(The input):
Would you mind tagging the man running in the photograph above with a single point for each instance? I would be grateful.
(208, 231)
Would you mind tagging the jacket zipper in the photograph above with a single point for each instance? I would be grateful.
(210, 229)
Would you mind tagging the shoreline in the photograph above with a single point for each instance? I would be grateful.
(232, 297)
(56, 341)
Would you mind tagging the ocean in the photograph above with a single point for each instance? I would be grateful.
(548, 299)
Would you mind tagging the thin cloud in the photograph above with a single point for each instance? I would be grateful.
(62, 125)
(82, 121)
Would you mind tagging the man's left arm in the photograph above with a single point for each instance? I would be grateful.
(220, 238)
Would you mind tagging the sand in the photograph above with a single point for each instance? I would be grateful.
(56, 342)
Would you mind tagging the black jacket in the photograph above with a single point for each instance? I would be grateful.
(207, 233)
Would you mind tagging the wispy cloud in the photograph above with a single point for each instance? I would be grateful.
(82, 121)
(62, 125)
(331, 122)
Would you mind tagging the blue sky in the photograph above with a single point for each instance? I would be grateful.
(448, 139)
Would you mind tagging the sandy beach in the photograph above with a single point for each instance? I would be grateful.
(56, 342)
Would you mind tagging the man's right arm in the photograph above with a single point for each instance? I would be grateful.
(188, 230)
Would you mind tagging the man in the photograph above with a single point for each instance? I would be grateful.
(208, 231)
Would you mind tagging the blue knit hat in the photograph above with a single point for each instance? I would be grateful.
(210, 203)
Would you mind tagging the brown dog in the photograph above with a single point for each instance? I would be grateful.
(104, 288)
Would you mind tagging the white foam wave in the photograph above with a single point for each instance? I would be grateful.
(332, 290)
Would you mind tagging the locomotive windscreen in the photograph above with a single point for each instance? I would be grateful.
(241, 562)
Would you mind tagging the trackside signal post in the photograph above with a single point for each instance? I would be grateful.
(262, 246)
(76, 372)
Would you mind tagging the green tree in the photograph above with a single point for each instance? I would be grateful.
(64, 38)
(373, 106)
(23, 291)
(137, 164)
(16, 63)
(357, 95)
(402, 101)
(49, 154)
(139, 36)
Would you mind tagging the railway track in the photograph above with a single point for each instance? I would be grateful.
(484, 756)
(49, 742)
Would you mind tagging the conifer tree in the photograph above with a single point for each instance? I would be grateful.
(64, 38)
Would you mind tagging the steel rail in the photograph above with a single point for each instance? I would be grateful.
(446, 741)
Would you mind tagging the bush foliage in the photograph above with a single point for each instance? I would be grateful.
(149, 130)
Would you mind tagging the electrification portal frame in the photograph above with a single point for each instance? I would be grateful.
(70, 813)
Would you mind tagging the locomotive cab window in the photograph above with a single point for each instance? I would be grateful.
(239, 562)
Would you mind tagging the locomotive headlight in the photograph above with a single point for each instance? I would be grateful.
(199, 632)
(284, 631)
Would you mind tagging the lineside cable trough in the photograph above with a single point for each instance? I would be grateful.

(What you are asked to do):
Set down all of the data above again, exactly.

(Solved problem):
Would you mind tagging the man running in the photograph above with a single point for each instance? I would be grateful.
(208, 231)
Would you mind tagging the jacket zipper in the photograph above with a single point for each instance? I would be grateful.
(210, 229)
Would you mind tagging the shoreline in the photograph above with a single point for each instance? I would be grateful.
(232, 297)
(56, 341)
Would you mind tagging the ocean in the photograph above with a single point for each instance? I would be grateful.
(548, 299)
Would you mind tagging the thin cloud in the photograph above with a single point for each instance? I would be grateful.
(62, 125)
(82, 121)
Would you mind tagging the man's left arm in the photograph above with a single point for each instance? I would be grateful.
(220, 238)
Would you mind tagging the sand in the photograph above with a single point for each instance? I would be grateful.
(56, 342)
Would you mind tagging the black jacket in the photograph above with a single point for each instance? I would be grateful.
(207, 233)
Would you mind tagging the wispy cloud in the photograph above with a single point for each instance? I would be grateful.
(82, 121)
(62, 125)
(331, 122)
Would you mind tagging the blue sky in the photograph above with a single point for each instance? I would be grateful.
(448, 139)
Would you mind tagging the sandy beach in the photograph above with a single point for each instance? I would be grateful.
(56, 342)
Would you mind tagging the man's right arm in the photograph above with a single point for each instance? I would be grateful.
(188, 230)
Would you mind tagging the man in the photograph above with a single point for each instance? I would be grateful.
(208, 231)
Would you mind tagging the blue knit hat in the photograph above with a single point for each instance? I would be grateful.
(210, 203)
Would you mind tagging the brown dog in the photograph above with a single point for each instance? I would be grateful.
(104, 288)
Would you mind tagging the white foam wave in the photograph above with a single point for each instance? I would be grateful.
(332, 290)
Would you mind tagging the locomotive windscreen in the photograph above with a single point for each instance? I would be grateful.
(241, 562)
Would you mind tagging the trackside signal post in the photograph above with a single point for each instance? I would be grateful.
(262, 246)
(76, 372)
Would you mind tagging the green tree in the photograph above with a single point for each instance? I would be grateful.
(64, 38)
(373, 106)
(23, 291)
(137, 164)
(16, 63)
(357, 95)
(402, 101)
(49, 154)
(139, 36)
Would you mind tagging the railway track in the photograph above with a single point for each instance? I would be grateful.
(484, 756)
(49, 742)
Would you mind tagging the conifer tree in the photograph above with a single point for each instance? I would be grateful.
(64, 38)
Would you mind tagging the steel rail in the photograph above with a single point for each instance? I would be grateful.
(446, 741)
Would you mind tagging the bush foliage in the photograph above with a single point for each instance? I would be grateful.
(149, 130)
Would you mind tagging the electrification portal frame in the photograph above with a single point for each instance? I would be grateful.
(70, 813)
Would you mind tagging the locomotive cab window in the photograph above with a single point for each instance? I would be grateful.
(239, 562)
Would you mind tagging the locomotive headlight in the photograph above with a single point for each instance? I would be grateful.
(199, 632)
(284, 631)
Would you mind tagging the lineside cable trough in the photograph above with a single point for each instance? I would be grateful.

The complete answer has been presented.